BRIEF -
Copy the material below verbatim, starting with the line that contains "Practice step: pick out every instance of the overcast" and going on through the line that contains "[(329, 170), (345, 193)]", with both of those lines included.

AVAILABLE RECORDS -

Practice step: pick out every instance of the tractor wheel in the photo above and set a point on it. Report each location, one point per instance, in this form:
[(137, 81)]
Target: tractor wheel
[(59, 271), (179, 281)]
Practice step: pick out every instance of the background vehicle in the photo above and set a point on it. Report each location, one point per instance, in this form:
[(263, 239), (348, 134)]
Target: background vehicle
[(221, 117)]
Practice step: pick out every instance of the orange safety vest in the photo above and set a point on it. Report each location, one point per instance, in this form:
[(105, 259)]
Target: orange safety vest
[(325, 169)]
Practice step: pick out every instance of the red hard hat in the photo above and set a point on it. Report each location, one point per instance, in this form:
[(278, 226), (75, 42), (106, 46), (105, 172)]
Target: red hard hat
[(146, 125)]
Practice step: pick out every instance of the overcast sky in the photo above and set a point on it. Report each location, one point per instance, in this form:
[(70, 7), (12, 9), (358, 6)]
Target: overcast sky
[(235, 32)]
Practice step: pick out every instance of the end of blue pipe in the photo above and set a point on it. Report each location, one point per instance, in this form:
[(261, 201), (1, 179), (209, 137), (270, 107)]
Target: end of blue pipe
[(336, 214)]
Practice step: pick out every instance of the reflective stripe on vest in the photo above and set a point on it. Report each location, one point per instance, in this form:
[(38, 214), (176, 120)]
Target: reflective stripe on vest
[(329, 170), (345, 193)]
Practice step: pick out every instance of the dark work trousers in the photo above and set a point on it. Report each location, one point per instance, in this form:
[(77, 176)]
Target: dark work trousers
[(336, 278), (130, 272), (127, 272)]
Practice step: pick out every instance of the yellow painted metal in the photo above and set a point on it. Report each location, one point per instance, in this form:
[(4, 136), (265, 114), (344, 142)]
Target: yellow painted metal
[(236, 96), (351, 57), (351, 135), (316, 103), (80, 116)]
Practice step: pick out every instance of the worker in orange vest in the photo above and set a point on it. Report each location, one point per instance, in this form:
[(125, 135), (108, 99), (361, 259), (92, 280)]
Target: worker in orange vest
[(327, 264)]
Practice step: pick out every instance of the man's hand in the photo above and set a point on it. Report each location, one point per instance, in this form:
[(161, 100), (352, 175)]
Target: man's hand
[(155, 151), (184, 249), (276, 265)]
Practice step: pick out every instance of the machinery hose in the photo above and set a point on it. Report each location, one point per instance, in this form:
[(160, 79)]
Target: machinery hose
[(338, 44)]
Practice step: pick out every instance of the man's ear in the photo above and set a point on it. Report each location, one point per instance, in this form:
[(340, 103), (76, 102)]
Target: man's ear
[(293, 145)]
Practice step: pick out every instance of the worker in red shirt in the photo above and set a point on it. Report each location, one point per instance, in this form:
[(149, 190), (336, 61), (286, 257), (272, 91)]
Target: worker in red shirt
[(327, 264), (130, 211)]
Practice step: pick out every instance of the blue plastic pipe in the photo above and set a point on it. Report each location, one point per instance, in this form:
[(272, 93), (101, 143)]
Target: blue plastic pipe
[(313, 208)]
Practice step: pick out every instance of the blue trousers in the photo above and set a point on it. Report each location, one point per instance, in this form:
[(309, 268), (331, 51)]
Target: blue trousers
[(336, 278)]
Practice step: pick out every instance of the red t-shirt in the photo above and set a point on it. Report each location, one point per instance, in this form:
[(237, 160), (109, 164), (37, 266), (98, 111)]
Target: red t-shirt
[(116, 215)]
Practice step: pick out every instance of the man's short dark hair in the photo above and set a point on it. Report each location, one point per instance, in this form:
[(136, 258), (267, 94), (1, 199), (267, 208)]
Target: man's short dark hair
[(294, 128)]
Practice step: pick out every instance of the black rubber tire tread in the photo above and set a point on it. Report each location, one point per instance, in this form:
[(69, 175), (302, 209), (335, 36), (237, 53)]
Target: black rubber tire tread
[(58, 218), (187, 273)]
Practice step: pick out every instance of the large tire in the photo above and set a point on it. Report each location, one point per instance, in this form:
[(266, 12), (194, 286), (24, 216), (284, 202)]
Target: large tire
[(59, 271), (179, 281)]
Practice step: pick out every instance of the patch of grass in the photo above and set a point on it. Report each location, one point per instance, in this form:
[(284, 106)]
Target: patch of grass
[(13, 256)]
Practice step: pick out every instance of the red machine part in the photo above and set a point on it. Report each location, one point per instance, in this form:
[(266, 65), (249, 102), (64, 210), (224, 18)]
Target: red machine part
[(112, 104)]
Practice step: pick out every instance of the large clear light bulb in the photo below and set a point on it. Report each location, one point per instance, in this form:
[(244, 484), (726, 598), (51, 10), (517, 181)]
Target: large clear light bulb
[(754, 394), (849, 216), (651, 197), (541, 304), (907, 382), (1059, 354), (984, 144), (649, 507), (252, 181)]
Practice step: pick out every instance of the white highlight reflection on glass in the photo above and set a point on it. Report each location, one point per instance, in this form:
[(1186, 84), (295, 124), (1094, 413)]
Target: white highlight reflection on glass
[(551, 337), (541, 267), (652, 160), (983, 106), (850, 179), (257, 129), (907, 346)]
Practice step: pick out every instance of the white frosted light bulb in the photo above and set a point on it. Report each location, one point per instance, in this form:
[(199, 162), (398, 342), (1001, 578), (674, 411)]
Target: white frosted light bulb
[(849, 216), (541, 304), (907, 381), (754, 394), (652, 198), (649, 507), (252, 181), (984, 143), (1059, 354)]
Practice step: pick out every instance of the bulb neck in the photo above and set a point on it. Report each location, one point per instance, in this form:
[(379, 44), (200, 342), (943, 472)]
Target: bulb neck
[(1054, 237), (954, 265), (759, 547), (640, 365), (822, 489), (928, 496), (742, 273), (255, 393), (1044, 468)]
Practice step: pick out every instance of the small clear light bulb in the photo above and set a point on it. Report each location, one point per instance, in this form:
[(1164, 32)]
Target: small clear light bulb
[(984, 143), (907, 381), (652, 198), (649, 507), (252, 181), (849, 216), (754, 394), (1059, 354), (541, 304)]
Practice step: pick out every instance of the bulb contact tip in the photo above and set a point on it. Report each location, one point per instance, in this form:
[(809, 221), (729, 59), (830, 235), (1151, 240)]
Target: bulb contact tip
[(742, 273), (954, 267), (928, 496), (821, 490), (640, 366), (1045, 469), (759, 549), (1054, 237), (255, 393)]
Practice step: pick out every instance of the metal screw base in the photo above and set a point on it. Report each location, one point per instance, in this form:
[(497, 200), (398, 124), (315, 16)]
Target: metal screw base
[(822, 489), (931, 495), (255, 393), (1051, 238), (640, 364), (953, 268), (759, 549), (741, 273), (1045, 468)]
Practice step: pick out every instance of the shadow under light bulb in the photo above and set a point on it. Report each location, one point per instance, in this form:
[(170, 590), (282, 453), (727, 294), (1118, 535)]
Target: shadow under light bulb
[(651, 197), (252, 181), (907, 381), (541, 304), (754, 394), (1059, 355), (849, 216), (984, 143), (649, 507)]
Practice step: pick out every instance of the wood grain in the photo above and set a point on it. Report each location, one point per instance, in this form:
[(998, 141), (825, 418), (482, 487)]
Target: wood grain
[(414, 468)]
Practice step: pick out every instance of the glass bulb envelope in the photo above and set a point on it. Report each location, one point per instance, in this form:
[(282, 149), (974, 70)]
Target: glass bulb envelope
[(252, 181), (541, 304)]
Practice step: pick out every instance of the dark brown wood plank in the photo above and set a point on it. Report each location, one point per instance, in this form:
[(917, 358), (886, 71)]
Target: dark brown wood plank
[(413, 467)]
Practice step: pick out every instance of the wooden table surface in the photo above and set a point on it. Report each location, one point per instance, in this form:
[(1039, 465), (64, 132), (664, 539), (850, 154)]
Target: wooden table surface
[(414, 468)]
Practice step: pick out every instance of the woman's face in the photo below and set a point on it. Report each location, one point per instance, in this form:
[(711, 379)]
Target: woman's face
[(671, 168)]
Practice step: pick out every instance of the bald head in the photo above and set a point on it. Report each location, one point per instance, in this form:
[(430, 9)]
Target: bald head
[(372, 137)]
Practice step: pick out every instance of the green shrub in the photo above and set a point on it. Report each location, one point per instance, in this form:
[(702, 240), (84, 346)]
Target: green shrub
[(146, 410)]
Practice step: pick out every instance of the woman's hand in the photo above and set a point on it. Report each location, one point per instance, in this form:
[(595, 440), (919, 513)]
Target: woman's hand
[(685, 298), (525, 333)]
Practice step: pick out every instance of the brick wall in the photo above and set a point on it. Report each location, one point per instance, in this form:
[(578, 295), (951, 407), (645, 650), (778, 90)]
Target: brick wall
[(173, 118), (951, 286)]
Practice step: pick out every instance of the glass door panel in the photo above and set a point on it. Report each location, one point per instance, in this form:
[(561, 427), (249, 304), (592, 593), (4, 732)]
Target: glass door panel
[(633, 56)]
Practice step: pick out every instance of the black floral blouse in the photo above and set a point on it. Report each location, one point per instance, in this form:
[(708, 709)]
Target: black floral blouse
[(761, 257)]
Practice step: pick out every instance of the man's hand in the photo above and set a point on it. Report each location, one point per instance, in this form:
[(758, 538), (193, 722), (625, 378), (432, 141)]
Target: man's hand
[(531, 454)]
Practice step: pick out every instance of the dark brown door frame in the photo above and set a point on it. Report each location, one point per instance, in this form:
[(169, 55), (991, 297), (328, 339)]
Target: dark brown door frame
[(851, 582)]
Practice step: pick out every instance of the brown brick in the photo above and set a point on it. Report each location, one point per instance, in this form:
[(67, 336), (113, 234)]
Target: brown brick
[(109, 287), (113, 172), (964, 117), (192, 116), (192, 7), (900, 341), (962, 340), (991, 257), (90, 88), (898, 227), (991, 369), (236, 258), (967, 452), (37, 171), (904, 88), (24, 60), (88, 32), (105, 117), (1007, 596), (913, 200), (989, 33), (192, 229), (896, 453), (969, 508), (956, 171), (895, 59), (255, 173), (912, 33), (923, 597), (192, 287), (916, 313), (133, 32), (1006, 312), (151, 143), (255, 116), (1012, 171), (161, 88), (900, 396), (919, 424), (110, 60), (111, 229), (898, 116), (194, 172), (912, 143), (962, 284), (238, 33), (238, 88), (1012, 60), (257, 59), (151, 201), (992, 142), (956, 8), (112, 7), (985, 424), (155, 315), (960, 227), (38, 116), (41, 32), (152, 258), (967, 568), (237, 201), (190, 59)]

WRITTEN SOLUTION -
Practice step: pick out every instance of the overcast sky in the photo above and set a point on it. Report each location, one point per instance, in this form:
[(70, 7), (12, 9), (358, 6)]
Target: overcast sky
[(235, 32)]
Practice step: pick out every instance of the end of blue pipe in the photo above and set a point on it. Report each location, one point per instance, in this form:
[(261, 201), (1, 179), (209, 137), (270, 107)]
Target: end of blue pipe
[(336, 214)]
Practice step: pick out every instance of the reflective stripe on vest in the photo above and set a point on it. Report each location, one point per instance, in this form:
[(38, 214), (176, 120)]
Target: reflective stripe on vest
[(329, 170), (345, 193)]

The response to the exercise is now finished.